GOAL: Only the lines from the one containing "For the benchmark, pin each instance of the man in" through the end of the data below should be copied, each exactly as written and with both ends kept.

(Items listed in a dataset)

= = = = = = =

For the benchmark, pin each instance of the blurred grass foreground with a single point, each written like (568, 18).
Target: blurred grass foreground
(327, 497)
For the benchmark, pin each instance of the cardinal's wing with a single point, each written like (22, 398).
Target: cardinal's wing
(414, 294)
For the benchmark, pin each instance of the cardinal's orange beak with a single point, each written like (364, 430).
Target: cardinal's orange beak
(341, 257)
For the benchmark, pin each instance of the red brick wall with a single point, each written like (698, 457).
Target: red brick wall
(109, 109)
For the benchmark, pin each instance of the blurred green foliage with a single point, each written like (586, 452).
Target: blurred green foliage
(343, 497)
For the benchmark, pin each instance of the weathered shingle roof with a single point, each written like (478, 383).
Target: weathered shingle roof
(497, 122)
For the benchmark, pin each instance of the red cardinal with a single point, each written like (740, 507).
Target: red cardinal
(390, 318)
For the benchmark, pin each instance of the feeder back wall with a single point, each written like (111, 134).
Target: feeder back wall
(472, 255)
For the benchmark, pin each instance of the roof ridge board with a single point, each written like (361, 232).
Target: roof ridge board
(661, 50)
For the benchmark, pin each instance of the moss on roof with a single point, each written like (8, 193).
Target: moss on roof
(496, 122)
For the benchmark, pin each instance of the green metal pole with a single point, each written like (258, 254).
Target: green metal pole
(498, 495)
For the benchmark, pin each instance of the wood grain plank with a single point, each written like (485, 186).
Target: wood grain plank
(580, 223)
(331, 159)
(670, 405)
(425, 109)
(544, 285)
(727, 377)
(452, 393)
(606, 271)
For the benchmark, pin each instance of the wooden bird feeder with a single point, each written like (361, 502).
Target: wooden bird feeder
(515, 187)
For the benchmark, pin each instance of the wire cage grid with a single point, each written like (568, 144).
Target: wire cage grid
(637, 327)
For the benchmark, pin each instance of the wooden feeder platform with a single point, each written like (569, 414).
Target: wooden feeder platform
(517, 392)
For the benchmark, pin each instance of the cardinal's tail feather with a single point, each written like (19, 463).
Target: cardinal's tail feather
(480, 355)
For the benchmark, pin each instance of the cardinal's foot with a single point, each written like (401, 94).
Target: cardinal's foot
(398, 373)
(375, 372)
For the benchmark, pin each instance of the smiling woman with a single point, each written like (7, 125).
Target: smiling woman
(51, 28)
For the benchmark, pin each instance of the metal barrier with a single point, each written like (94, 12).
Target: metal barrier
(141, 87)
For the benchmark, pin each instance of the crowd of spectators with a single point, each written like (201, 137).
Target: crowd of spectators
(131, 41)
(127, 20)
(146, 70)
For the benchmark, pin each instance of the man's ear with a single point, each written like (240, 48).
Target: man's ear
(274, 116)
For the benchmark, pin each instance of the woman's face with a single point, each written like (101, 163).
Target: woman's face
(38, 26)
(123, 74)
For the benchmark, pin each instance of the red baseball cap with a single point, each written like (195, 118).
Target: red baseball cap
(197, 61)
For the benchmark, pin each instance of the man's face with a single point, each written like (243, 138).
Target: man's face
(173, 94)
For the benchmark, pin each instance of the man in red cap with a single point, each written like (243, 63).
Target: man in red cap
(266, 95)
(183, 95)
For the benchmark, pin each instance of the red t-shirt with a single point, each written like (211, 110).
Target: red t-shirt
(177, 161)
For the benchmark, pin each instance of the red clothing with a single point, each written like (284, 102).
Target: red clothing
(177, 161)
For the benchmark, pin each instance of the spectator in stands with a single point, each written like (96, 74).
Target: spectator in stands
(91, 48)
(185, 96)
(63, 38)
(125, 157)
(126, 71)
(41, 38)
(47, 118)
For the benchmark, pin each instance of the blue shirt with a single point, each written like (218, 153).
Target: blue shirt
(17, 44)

= = = = = = =

RESPONSE FOR THIS EXERCISE:
For the benchmark, pin each instance of the man in red cap with a single point, each written like (243, 63).
Target: man in red cap
(266, 95)
(183, 95)
For the benchmark, pin each instance of the red t-shirt with a single point, each written like (211, 110).
Target: red t-shirt
(177, 161)
For the benchmark, pin each instance of the red clothing with a single point, each written like (284, 102).
Target: red clothing
(177, 161)
For the benchmark, pin each instance of the spectator in stands with a single point, each written like (96, 74).
Target: spectator in stands
(91, 48)
(185, 96)
(63, 38)
(125, 157)
(126, 71)
(41, 38)
(47, 118)
For the benchmark, pin each instance of the blue shirt with a single point, each written like (218, 153).
Target: blue shirt
(17, 44)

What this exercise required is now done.